Exercise directions =>
Pick out every line of the items that contains the word "dark", and copy each one.

Data shown =>
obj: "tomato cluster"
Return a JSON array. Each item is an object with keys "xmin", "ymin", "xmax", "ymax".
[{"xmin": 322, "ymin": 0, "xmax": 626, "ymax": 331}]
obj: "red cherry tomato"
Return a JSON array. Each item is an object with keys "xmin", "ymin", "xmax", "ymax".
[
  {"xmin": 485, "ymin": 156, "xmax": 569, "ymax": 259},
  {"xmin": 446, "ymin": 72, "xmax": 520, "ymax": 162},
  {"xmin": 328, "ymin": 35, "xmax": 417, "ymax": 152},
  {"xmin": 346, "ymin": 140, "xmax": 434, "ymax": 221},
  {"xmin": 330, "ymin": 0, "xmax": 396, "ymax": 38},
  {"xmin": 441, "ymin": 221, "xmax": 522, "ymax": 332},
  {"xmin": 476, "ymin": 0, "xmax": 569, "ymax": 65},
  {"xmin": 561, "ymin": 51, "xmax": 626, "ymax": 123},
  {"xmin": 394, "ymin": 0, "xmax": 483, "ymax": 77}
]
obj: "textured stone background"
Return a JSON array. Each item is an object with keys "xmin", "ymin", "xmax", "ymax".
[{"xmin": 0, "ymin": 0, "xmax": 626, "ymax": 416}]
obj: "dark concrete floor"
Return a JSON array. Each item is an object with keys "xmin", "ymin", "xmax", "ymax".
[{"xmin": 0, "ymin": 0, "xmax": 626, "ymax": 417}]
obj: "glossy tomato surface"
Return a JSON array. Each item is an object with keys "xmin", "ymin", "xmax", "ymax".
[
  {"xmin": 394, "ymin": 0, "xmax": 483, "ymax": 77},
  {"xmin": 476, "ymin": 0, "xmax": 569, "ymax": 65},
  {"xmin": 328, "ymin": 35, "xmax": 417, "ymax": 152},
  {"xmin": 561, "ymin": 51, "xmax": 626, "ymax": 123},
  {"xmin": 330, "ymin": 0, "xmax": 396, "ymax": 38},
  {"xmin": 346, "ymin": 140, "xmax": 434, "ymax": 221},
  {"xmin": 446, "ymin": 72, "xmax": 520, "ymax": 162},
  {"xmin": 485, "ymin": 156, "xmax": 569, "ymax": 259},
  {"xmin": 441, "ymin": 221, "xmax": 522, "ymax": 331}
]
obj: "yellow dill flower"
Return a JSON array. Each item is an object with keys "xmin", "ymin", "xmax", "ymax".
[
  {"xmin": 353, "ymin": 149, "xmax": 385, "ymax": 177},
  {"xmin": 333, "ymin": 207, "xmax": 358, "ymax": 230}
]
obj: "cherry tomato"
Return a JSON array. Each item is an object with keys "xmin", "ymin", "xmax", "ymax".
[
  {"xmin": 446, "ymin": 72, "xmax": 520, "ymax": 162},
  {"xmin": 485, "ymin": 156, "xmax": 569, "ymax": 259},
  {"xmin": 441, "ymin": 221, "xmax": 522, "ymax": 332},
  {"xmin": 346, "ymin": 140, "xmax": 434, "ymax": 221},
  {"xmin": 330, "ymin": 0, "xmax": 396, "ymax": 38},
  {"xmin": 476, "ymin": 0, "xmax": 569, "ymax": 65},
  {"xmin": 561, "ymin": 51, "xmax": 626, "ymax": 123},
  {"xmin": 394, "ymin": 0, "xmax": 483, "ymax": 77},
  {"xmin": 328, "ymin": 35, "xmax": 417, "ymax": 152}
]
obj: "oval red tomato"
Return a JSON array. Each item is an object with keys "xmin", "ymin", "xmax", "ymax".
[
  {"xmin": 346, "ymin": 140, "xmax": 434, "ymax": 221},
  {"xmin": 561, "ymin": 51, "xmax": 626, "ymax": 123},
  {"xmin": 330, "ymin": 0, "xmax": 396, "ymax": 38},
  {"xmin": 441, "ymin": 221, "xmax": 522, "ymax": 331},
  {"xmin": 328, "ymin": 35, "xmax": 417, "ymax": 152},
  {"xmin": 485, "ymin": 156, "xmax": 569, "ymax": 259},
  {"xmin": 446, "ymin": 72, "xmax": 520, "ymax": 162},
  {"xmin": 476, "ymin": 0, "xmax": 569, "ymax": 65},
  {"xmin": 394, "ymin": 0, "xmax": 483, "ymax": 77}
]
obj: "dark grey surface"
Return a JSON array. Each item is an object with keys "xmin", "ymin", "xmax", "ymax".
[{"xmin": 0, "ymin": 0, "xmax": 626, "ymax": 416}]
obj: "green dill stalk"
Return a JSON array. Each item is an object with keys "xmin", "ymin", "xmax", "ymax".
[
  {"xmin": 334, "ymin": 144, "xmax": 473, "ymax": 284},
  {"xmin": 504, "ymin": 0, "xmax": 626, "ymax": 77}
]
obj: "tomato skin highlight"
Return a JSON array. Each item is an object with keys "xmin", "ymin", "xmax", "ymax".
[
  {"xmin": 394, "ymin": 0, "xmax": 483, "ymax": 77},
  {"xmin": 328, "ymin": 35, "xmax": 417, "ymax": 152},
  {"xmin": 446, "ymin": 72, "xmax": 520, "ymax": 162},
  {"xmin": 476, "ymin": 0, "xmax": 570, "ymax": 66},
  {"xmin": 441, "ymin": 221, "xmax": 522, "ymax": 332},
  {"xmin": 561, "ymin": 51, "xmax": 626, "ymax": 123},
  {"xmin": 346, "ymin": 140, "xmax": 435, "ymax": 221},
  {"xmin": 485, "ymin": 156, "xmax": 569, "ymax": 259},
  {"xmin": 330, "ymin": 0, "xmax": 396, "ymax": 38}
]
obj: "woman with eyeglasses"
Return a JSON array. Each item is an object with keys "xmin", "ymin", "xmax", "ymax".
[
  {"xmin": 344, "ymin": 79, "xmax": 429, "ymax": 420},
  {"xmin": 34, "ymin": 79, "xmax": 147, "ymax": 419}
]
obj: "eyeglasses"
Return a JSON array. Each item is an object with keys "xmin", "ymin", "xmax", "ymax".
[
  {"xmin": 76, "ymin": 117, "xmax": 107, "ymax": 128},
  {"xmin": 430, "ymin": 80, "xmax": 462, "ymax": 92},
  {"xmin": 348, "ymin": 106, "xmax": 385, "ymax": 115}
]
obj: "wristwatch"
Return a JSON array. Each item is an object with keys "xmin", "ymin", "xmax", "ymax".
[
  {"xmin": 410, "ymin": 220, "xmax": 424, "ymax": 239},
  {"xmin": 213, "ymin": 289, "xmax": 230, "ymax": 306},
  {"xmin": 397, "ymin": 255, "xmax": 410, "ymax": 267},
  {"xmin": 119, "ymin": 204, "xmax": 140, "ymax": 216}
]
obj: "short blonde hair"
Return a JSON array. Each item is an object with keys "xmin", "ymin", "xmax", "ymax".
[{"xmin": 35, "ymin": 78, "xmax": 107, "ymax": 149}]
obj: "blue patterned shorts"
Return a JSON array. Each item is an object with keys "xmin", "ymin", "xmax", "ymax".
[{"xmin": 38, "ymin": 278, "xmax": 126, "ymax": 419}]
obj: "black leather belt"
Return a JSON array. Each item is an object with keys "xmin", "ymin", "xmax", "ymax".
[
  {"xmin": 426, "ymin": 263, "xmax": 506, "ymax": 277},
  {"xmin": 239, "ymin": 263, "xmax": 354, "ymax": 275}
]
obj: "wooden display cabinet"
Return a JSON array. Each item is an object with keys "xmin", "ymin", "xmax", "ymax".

Response =>
obj: "dark concrete floor"
obj: "dark grey surface"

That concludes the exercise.